DOCUMENT EXCERPT:
The 2018 recruiting class was led by five-star gems, King and Bol Bol, who will be a first-round pick in June, but also featured three four-star recruits. Guard Will Richardson, forward Miles Norris and center Francis Okoro certainly flashed great potential this season. 

Then Oregon has its incoming class led by five-star forward C.J. Walker, and four-star recruits; guard Christopher Duarte, forward Chandler Lawson and center Isaac Johnson.  

On paper, that's at least six recent four-star recruits, a five-star talent in Walker, Payton and Wooten hit the hardwood with next season. Not bad. But it's not good enough to make a Final Four run given the extreme youth. 

What that group needs is King to get them over the top. King, after Bol Bol went down with a foot injury, was easily UO's most talented player on the court. He initially struggled after missing seven games with a torn meniscus. He shot 21 of 64 (32.8 percent) over his first seven games before finding his grove. He finished at 43.8 percent from the field and 38.6 percent from three while ranking second on the team in scoring (13.5), only behind Bol Bol (21.1) and second in rebounds (5.5), also behind his fallen teammate (9.6).

King would be the team's centerpiece. The star other teams fear. The player that could make everyone around him better by his sheer presence, especially the incoming freshmen. He is a fluid, graceful, 6-foot-9 athlete capable of getting his own shot, penetrating and dropping threes in the faces of defenders. What's not to love?

King would be this team's Dillon Brooks, who led the Ducks to the 2017 Final Four. 

Without King, the Ducks would still be good, and who knows, maybe one of the returning sophomores or incoming freshmen blows up and becomes that dawg.

That's a big "if." King is a sure thing.

Imagine, if you will, this season's Ducks team with Troy Brown as the centerpiece. 

Brown entered the NBA after his freshman season and went to the Washington Wizards at No. 16.  Had he remained at Oregon, he could have helped the Ducks maybe win the Pac-12 regular season even without Bol Bol. 

The reality is that most Final Four teams are led by either future NBA players with some seasoning, and/or battle-tested upperclassmen that play the game at such a mentally high level that younger, more talented teams can't compete. 

Look at Duke. It features two players in Zion Williamson and R.J. Barrett that could go one-two in this year's NBA Draft yet that team didn't go as far as the Ducks did in 2017 with not one first-round pick. The Blue Devils, before losing to Michigan State in the Elite Eight, barely got by Central Florida (77-76) and Virginia Tech (75-73). 

What the Ducks did have in 2017 were three future second-round picks in Brooks, Jordan Bell and Tyler Dorsey, that had been around a couple of years and were running with a senior in Chris Boucher that is now with the Atlanta Hawks after going undrafted following a knee injury. That combination of talent and experience led the Ducks to the Final Four. 

King, as an experience sophomore with NBA potential, would be deadly, much like Brooks two years ago as a junior. Brown would have been the same but he left early. The comparison of King to Brown in terms of potential impact as sophomores is real but the comparison between the two as NBA prospects is murky.

Brown pretty much had to leave. He was almost a lottery pick and is making millions. King, on the other hand, is not considered to be a sure-fire NBA Draft pick. In fact, NBADraft.net does not list King in its two-round mock draft and neither does HoopsHype.com

That all could change if King were to workout well at the NBA combine, and online mock drafts don't necessarily reflect what NFL scouts are thinking. But as of now, King doesn't appear to be a lock to get drafted.

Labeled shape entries
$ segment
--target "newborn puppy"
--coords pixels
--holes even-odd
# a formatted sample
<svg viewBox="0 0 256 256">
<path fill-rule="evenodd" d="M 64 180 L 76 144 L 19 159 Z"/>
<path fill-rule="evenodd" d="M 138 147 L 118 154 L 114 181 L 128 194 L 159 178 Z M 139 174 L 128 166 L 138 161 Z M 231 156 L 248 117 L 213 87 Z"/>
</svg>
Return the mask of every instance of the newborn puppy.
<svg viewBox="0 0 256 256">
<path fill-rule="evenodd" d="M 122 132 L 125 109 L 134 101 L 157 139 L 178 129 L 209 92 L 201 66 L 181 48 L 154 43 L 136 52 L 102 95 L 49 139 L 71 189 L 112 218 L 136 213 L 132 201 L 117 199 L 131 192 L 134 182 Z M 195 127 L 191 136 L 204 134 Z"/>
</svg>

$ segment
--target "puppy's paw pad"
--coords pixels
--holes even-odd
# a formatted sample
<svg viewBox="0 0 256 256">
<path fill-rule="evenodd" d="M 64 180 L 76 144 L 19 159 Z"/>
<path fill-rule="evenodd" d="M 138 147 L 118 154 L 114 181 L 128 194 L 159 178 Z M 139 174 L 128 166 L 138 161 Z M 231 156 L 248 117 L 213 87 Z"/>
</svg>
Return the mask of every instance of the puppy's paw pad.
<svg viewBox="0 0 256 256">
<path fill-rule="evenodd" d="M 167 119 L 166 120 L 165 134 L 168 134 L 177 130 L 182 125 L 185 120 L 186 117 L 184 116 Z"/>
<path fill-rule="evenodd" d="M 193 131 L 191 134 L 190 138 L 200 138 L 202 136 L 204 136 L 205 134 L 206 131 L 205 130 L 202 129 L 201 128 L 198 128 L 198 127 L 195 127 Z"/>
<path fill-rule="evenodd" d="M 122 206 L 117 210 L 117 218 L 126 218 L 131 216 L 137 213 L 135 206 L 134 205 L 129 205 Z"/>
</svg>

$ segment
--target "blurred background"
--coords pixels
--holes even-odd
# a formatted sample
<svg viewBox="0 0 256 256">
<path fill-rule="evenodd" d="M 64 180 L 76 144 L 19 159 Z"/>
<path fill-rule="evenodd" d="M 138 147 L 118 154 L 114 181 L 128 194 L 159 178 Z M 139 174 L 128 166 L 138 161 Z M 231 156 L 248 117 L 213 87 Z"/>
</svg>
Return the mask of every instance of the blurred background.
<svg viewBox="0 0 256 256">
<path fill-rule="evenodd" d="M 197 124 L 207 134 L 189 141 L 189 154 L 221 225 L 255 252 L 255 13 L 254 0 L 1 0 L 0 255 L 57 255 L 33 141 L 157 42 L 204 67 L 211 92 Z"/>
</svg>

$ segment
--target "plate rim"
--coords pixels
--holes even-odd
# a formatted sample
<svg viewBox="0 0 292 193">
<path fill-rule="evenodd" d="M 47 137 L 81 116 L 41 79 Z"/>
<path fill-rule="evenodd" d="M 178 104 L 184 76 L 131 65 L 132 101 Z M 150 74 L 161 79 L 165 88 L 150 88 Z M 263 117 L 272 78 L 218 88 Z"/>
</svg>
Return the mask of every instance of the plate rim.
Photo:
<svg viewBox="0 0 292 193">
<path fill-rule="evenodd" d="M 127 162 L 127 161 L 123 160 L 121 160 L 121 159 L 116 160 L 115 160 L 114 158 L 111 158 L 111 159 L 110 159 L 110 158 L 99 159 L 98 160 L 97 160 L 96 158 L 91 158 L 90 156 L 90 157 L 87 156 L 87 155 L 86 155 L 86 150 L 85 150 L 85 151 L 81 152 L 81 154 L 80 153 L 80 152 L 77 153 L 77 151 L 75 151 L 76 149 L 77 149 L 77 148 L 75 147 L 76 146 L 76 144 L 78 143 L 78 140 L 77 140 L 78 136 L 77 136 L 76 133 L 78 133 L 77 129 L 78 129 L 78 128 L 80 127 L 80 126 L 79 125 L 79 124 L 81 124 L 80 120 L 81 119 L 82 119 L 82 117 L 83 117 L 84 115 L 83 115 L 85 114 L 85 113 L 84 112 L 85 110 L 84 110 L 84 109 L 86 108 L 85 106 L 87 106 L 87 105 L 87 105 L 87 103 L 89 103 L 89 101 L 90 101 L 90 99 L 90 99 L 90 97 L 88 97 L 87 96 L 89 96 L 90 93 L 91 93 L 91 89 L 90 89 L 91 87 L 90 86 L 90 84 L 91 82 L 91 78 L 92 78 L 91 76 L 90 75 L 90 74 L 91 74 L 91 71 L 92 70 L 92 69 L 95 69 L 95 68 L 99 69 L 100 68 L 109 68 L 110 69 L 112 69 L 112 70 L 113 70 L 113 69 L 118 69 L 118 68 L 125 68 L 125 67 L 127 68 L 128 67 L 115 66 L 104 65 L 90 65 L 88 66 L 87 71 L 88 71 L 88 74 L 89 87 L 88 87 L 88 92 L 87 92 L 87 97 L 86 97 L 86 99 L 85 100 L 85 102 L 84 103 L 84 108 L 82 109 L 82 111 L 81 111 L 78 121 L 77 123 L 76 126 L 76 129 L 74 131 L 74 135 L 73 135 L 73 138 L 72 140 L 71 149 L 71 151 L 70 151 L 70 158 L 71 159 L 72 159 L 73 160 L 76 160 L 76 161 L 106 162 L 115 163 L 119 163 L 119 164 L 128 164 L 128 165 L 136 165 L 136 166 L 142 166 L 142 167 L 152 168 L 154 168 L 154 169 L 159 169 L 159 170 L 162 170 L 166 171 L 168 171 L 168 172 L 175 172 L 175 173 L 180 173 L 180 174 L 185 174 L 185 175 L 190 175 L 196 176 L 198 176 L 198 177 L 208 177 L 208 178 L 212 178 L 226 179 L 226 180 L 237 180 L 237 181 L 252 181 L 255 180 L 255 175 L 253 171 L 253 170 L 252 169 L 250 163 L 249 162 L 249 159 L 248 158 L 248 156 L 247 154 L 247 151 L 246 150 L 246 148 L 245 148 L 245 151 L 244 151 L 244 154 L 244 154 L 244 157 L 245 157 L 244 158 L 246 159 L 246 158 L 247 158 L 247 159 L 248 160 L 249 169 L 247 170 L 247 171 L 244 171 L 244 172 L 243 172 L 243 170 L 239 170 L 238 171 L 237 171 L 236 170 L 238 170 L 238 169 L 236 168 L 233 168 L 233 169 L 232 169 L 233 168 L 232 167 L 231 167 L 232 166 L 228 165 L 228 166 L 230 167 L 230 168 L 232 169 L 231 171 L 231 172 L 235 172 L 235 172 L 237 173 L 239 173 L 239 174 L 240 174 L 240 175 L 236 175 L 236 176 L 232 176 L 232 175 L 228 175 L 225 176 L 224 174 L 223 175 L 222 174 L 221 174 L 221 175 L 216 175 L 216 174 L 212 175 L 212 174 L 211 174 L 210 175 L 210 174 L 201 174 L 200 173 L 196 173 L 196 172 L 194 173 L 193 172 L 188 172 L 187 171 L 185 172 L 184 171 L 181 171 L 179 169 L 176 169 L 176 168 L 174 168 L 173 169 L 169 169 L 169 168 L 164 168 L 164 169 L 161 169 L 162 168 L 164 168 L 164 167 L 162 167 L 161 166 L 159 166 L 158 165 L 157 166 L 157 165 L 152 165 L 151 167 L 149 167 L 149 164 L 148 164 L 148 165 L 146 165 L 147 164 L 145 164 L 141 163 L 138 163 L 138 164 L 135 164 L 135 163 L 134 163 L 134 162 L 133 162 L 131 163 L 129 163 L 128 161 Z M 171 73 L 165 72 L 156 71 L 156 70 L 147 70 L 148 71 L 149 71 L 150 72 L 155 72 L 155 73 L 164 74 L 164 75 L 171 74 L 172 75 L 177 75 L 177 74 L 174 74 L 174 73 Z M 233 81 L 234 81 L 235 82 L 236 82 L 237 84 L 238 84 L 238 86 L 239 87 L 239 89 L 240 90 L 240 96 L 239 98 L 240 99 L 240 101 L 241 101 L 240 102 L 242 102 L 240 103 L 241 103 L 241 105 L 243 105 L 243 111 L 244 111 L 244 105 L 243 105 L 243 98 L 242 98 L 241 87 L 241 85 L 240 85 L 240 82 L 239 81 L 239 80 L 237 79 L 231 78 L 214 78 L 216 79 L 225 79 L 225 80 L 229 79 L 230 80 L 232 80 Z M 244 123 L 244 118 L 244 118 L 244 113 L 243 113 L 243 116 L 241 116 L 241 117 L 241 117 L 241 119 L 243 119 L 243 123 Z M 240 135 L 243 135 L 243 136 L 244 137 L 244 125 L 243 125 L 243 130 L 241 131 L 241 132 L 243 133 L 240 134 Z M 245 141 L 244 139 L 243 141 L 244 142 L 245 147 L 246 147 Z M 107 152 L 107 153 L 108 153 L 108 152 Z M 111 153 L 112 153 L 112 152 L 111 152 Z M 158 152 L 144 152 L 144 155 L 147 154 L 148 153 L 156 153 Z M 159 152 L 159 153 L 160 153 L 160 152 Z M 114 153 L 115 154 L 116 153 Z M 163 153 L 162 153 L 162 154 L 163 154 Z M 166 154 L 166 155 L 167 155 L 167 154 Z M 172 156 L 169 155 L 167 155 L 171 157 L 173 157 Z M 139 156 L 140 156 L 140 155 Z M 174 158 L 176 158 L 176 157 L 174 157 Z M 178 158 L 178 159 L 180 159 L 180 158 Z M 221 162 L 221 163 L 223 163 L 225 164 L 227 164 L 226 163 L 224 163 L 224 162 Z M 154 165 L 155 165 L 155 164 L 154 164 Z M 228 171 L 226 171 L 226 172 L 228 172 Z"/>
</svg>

TASK OBJECTIVE:
Answer these questions using the Oregon basketball article:
1. What field-goal percentage did King finish the season with?
2. Which NBA team drafted Troy Brown, and at what pick?
3. Which team beat Duke in the Elite Eight?

FULL RESPONSE:
1. 43.8 percent
2. The Washington Wizards, at No. 16
3. Michigan State